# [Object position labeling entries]
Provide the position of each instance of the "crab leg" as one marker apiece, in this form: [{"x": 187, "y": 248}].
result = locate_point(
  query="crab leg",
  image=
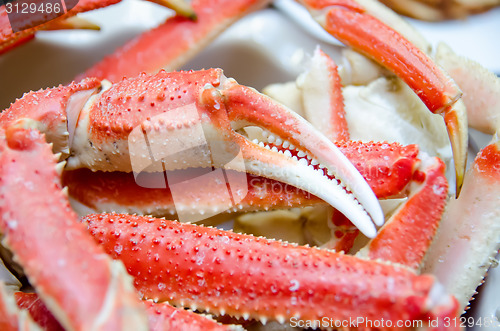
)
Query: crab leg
[
  {"x": 265, "y": 279},
  {"x": 10, "y": 39},
  {"x": 196, "y": 109},
  {"x": 162, "y": 47},
  {"x": 387, "y": 167},
  {"x": 406, "y": 237},
  {"x": 44, "y": 235},
  {"x": 161, "y": 316},
  {"x": 11, "y": 318},
  {"x": 454, "y": 257},
  {"x": 349, "y": 22},
  {"x": 322, "y": 97}
]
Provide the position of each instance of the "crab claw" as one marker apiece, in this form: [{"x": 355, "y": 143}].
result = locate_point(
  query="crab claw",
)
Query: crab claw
[
  {"x": 360, "y": 27},
  {"x": 455, "y": 118},
  {"x": 293, "y": 152}
]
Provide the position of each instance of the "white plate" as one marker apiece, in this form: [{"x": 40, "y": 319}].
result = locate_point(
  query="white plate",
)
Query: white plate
[{"x": 260, "y": 49}]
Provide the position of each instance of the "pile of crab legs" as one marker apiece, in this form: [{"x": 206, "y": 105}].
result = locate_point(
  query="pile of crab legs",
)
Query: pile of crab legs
[{"x": 87, "y": 124}]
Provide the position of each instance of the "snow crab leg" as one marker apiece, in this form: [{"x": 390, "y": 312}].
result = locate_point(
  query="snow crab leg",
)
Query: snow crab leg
[
  {"x": 98, "y": 136},
  {"x": 45, "y": 236},
  {"x": 184, "y": 263}
]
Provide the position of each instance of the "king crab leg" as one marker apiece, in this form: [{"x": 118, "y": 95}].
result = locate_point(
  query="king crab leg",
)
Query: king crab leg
[
  {"x": 266, "y": 279},
  {"x": 98, "y": 133},
  {"x": 104, "y": 297},
  {"x": 455, "y": 258},
  {"x": 10, "y": 39}
]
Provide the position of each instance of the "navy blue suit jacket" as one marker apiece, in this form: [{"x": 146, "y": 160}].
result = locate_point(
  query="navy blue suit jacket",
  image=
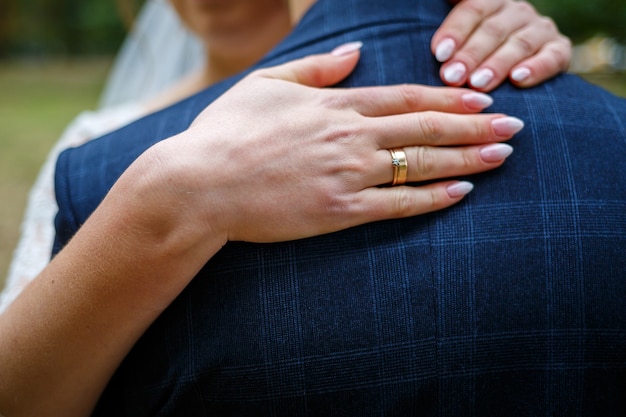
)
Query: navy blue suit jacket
[{"x": 510, "y": 303}]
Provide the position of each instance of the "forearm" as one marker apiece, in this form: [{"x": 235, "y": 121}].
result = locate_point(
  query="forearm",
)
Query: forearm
[{"x": 66, "y": 334}]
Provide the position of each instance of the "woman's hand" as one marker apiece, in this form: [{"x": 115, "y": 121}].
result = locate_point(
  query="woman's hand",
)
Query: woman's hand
[
  {"x": 277, "y": 158},
  {"x": 482, "y": 42},
  {"x": 274, "y": 159}
]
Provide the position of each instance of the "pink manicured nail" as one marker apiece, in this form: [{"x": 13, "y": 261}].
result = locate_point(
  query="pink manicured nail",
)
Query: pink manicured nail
[
  {"x": 520, "y": 74},
  {"x": 347, "y": 48},
  {"x": 481, "y": 78},
  {"x": 507, "y": 126},
  {"x": 445, "y": 49},
  {"x": 477, "y": 101},
  {"x": 454, "y": 73},
  {"x": 496, "y": 152},
  {"x": 459, "y": 189}
]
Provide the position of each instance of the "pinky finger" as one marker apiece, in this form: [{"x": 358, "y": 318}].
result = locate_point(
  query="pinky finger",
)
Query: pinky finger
[
  {"x": 552, "y": 59},
  {"x": 406, "y": 201}
]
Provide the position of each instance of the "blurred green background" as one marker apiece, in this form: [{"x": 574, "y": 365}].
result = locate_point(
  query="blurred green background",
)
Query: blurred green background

# [WORK TO DO]
Would you set down the listing exactly, omitting pictures?

# [PROBLEM SOLUTION]
Provide the position of each instance of the "crab leg" as one marker apiece, in this form: [{"x": 187, "y": 248}].
result = locate_point(
  query="crab leg",
  image=
)
Query: crab leg
[
  {"x": 265, "y": 279},
  {"x": 10, "y": 39},
  {"x": 196, "y": 109},
  {"x": 162, "y": 47},
  {"x": 387, "y": 167},
  {"x": 406, "y": 237},
  {"x": 44, "y": 235},
  {"x": 161, "y": 316},
  {"x": 11, "y": 318},
  {"x": 454, "y": 257},
  {"x": 349, "y": 22},
  {"x": 322, "y": 97}
]
Provide the position of each instance of the "crab claw" as one marker apiece, in this form: [{"x": 355, "y": 143}].
result = locate_point(
  query="crab claw",
)
Query: crab claw
[
  {"x": 360, "y": 27},
  {"x": 455, "y": 118},
  {"x": 293, "y": 152}
]
Provide the position of each instance of the "white plate" as one marker apiece, in this form: [{"x": 40, "y": 319}].
result = locate_point(
  query="white plate",
)
Query: white plate
[{"x": 260, "y": 49}]
Provide the position of each instance of the "pile of crab legs" as one marker apiece, in this form: [{"x": 206, "y": 105}].
result = locate_point(
  query="pile of crab legs",
)
Query: pile of crab legs
[{"x": 87, "y": 124}]
Provide the position of each instance of the "snow crab leg" as one marker apiece, in this form: [{"x": 390, "y": 312}].
result = locate_point(
  query="snow crab leg",
)
Query: snow crab leg
[
  {"x": 98, "y": 136},
  {"x": 45, "y": 236},
  {"x": 184, "y": 263}
]
Provide the position of each instance of the "king crab leg" as one marker apiece, in this form: [{"x": 118, "y": 95}].
result = locate_point(
  query="king crab leg",
)
Query: king crab leg
[
  {"x": 266, "y": 279},
  {"x": 98, "y": 133},
  {"x": 104, "y": 297},
  {"x": 455, "y": 258},
  {"x": 10, "y": 39}
]
Provide the position of each instance of the "navy blue suit jacket" as one marker apiece, in this form: [{"x": 146, "y": 160}].
result = locate_point(
  query="navy blue suit jacket",
  image=
)
Query: navy blue suit jacket
[{"x": 510, "y": 303}]
Provide the position of each instance of the "forearm" as one marker apiece, in this form: [{"x": 235, "y": 121}].
result = locate_point(
  query="forearm",
)
Query: forearm
[{"x": 66, "y": 334}]
Provide the position of each instance of the "woman's hand" as one marker apiece, in this form: [{"x": 115, "y": 121}].
result = locate_point(
  query="woman's hand",
)
Query: woman's hand
[
  {"x": 277, "y": 158},
  {"x": 482, "y": 42},
  {"x": 274, "y": 159}
]
Provide the position of each instance of the "pink manicured nail" as one marker apiece, in this form: [{"x": 13, "y": 261}].
result = locate_point(
  query="pink manicured nail",
)
Query: pink manicured nail
[
  {"x": 520, "y": 74},
  {"x": 347, "y": 48},
  {"x": 481, "y": 78},
  {"x": 507, "y": 126},
  {"x": 445, "y": 49},
  {"x": 477, "y": 101},
  {"x": 454, "y": 73},
  {"x": 496, "y": 152},
  {"x": 459, "y": 189}
]
Provide the position of each instance of the "pinky finger" as one marker apiece, in this form: [{"x": 358, "y": 318}].
result = locate_point(
  query="pinky finger",
)
Query: pinky finger
[
  {"x": 552, "y": 59},
  {"x": 406, "y": 201}
]
Provide the position of each instance of the "blurred green background" as one marker apiece, in this form: [{"x": 574, "y": 365}].
result = locate_point(
  query="blurred green background",
)
Query: blurred green background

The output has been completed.